● Required work
• 1. Answer these questions using the guest blog post:
(a) Where did Kate grow up?
(b) Around what age did she start playing the piano?
(c) How long has she been teaching yoga?
• 2. Carry on writing the guest blog post on piano playing, picking up right after its final sentence.

[START Document]

Tag: piano playing


‘The Kate Way’ – Guest blog post by Kate Lovell

May 25th, 2017 — 8:11am

Kate Lovell © Genevieve Stevenson-1-10Kate Lovell is a Yoga Teacher and Holistic Health coach based in London.  Kate grew up in a small town near Boston in a musical family where she learned to play the piano, but her passion for languages and Europe brought her to France, then Italy and eventually London to live and work.  While working in the media, Kate trained to teach yoga and studied nutrition and holistic health in order to turn her passion for well-being into a career.  She discovered Piano-Yoga® and my teaching approach quite by chance while looking for a piano teacher in London.  Kate loves teaching yoga to beginners and believes in making yoga accessible to everyone.  She equally loves offering support to her coaching clients to help them develop habits and awareness that feed a healthy approach to eating and living for the rest of their lives.  She weaves her insights into monthly newsletters and her blog so that more people can help incorporate healthy habits into their lives. Read on below to hear about Kate’s experiences playing the piano and visit her website for further advice on health, nutrition and well-being! GéNIA

 

It’s been a long time since I have been called upon to perform a piano piece in front of an audience, but I can remember the nerves and anxiety that accompanied my bi-annual recitals like it was yesterday.  I started playing the piano around the age of nine and performed in recitals up until the age of twenty, a time period that unfortunately preceded my many years practising yoga and studying nutrition as a means towards improving my well-being and reducing stress.  I have been teaching yoga for a decade and health coaching just slightly shorter than that, and believe that if only I had the tools and knowledge I do now to help me stay grounded and centred, I would have welcomed more opportunities to perform and perhaps have even enjoyed the experience.

[END Document]
[START Entries provided]

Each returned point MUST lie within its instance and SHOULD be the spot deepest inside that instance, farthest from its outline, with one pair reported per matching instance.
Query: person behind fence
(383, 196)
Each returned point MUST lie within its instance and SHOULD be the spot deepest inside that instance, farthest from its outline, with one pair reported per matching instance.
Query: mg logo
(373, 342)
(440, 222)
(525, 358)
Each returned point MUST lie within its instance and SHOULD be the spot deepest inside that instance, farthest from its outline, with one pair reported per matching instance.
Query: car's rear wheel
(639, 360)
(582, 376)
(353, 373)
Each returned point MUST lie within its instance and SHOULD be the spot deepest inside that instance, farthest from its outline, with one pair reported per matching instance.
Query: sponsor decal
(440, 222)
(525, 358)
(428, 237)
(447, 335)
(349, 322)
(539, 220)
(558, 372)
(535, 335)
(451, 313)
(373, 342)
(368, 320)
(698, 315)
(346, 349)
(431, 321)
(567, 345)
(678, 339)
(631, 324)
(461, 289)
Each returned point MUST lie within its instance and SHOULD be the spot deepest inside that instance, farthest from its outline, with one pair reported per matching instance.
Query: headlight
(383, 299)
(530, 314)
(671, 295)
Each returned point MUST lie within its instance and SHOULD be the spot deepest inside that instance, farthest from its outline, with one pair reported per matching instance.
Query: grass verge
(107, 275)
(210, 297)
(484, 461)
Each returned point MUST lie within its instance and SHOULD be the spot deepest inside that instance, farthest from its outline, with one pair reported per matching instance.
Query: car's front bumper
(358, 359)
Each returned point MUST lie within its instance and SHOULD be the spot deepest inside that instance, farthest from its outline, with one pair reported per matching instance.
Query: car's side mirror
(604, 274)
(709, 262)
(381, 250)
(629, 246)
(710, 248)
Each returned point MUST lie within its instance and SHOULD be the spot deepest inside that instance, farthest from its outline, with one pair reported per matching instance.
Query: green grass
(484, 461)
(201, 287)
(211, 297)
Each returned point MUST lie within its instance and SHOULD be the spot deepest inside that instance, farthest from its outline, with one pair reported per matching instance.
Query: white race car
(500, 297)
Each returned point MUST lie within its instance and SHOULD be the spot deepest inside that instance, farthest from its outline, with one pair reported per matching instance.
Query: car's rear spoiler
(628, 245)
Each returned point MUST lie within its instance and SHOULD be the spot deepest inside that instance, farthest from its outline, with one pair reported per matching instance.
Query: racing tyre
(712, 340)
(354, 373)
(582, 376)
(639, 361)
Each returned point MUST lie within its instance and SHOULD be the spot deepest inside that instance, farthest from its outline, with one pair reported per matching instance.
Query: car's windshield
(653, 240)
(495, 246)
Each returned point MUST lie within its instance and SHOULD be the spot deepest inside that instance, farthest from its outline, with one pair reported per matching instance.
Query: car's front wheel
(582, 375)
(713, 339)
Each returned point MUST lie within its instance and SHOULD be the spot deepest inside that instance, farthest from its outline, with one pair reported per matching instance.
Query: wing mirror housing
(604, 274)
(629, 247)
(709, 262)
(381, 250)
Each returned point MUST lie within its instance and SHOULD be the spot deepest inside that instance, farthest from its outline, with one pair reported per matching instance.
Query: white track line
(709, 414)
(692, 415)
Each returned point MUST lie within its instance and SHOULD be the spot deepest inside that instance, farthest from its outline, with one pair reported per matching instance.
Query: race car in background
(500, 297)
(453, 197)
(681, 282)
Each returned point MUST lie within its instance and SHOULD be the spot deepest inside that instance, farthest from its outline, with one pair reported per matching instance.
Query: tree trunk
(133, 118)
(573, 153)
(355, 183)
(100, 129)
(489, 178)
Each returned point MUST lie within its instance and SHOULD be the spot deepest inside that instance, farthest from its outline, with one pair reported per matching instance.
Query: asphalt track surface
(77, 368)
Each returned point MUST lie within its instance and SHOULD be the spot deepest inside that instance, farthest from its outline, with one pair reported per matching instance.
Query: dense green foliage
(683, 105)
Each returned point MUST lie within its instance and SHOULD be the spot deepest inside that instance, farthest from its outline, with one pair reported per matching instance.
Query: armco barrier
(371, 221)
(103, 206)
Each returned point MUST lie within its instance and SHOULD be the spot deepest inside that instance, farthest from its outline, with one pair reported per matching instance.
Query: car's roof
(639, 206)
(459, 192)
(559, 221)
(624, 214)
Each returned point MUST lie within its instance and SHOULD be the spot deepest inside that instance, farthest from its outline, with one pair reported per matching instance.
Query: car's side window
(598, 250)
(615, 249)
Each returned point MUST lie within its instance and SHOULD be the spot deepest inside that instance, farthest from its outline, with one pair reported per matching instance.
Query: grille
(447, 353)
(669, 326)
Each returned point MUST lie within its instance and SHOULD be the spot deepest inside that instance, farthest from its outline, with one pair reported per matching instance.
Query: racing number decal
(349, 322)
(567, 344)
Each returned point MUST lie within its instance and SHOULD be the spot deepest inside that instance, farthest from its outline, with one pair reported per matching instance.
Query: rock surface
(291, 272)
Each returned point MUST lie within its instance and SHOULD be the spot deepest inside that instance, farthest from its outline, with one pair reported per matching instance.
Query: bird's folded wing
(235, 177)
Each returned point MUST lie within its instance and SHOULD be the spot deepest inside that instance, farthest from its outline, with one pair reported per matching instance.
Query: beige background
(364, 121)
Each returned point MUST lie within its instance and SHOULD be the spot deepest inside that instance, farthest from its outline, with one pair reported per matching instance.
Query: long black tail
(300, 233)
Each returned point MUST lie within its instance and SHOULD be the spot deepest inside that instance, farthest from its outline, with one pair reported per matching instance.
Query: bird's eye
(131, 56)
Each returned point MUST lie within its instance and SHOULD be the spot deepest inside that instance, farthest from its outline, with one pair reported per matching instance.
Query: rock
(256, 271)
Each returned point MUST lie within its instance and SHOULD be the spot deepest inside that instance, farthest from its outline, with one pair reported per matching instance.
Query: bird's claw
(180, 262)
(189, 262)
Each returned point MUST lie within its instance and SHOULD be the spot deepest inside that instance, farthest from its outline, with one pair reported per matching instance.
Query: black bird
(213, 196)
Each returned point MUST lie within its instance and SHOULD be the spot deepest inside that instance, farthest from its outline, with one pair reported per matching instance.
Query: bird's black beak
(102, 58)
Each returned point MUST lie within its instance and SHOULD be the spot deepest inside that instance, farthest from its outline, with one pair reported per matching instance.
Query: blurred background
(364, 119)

[END Entries provided]

● Outputs for the tasks
• 1.
(a) In a small town near Boston.
(b) Around the age of nine.
(c) For a decade.

• 2.
 

I have always been interested in the food-mood connection and how what we eat affects how we feel.  If people drink coffee or consume sugar as a pick-me-up, then surely there are foods that also do the opposite?  And the opposite of feeling overly stimulated and jumpy is exactly what one needs to perform well.  I remember my piano teacher telling me to eat something that made me feel calm before a recital where I was playing one of my most challenging pieces yet.  She recalled an incident where she and a close friend who were performing a four-hand piano piece decided to have a coffee together before going on stage.  The performance was like a car crash – they couldn’t control the tempo and their hands were shaking from the caffeine.  Not all of us responds to caffeine with the same sensitivity, but often if our stress hormones have been activated and our autonomic nervous systems sent into fight-or-flight mode (for example, because of stage fright or fear of forgetting one’s music), consuming foods or beverages that are ‘yang’ (energetic) in nature just adds fuel to the fire.  Imagine Flight of the Bumblebee but inside your body!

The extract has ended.